Requirement:
Update the material below by changing every "Tag" to "Mark" and leaving everything else unchanged. Leave the pictures out of your answer.

Entries supplied:
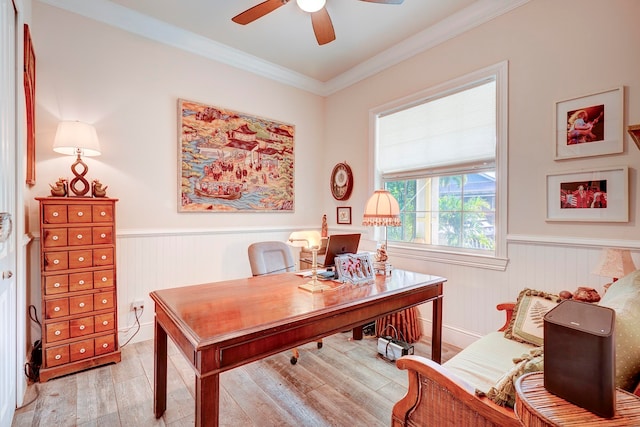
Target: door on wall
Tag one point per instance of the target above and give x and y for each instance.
(8, 241)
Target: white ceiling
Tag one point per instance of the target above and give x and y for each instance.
(282, 45)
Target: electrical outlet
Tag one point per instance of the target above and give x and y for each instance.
(137, 305)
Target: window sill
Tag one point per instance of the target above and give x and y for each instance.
(456, 258)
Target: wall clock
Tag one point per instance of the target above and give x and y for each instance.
(341, 181)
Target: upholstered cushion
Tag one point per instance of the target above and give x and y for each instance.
(504, 391)
(527, 323)
(623, 296)
(482, 363)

Result of this exercise:
Target: door on wall
Mark one point per instance of the target above and give x and y for each instance.
(8, 241)
Target: white ceiling
Mark one point per instance of the target above and give x and y for each instance.
(282, 45)
Target: electrical outlet
Mark one point per instance of the target above and give x and y for each instance.
(137, 305)
Target: window sill
Mark one point per instance of the target above and give x and y for each instance.
(456, 258)
Target: wall clock
Mark one point per instance of the target above and give x and y for each instance.
(341, 181)
Target: upholstered cushion
Mark one point per instance of the target above and give x and y for each instance.
(504, 391)
(527, 323)
(623, 296)
(482, 363)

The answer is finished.